### [Task item]
Return every line of the entries that includes the word "leaf".
━━━━━━━━━━━━━━━━
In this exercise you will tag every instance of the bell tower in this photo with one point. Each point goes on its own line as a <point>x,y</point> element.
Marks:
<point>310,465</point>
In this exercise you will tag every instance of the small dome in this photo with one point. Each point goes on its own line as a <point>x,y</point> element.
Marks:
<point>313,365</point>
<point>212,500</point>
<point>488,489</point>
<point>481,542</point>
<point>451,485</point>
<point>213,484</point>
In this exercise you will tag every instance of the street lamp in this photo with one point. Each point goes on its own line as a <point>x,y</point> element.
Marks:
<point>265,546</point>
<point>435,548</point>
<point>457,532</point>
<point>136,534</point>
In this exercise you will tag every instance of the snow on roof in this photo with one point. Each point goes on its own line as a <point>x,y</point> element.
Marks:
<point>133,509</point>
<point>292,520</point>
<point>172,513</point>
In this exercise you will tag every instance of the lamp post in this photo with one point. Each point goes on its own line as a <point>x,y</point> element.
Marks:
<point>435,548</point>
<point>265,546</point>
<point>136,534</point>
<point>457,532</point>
━━━━━━━━━━━━━━━━
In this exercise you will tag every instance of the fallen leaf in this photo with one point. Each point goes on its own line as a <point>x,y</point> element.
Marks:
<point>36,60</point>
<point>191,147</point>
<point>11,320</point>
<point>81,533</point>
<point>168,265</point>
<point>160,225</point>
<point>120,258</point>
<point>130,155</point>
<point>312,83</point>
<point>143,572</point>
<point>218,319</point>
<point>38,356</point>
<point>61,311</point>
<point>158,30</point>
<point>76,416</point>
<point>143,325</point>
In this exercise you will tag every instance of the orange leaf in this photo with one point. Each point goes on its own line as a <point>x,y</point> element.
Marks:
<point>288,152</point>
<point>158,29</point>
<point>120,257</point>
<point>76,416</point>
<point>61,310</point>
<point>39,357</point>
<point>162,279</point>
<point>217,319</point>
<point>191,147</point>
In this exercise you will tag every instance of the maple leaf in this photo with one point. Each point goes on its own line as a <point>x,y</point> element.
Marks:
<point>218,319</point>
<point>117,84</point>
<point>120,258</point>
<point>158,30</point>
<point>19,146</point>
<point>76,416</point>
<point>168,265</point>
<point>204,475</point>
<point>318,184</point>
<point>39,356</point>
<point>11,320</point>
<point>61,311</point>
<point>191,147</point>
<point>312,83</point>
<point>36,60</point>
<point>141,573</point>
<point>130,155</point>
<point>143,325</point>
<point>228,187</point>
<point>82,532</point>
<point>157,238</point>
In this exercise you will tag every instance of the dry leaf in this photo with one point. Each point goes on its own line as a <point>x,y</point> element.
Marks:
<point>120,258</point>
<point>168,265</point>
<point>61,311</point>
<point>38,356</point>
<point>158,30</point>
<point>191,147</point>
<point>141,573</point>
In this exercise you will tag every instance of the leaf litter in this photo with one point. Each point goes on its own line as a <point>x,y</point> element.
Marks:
━━━━━━━━━━━━━━━━
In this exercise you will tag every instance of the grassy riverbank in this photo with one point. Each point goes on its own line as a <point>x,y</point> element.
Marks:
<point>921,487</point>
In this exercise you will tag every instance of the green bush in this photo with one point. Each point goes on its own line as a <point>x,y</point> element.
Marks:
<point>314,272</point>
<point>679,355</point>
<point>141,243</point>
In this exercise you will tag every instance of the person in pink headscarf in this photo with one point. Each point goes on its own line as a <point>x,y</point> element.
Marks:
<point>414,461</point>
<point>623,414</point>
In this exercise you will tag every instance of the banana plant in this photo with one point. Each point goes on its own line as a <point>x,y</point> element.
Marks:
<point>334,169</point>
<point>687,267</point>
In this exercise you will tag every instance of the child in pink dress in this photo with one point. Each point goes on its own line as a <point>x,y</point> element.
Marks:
━━━━━━━━━━━━━━━━
### [Exercise answer]
In this exercise you will tag every instance of the fallen leaf in this photo with one point. Each point goes on its own line as a <point>x,y</point> element.
In this exercise you will tag every instance of the orange leaf in this photo with one point. Each point goes on its own line as a <point>x,y</point> element.
In this exercise you will tag every instance of the maple leaf in this photo with one point. Each point goes on its own line as a <point>x,y</point> element.
In this exercise you will tag every instance of the dry leaf in this photo with one point. Each point goes on its own line as a <point>x,y</point> element.
In this exercise you will tag every instance of the leaf litter in this photo with one point. Each point goes on its own line as a <point>x,y</point> element.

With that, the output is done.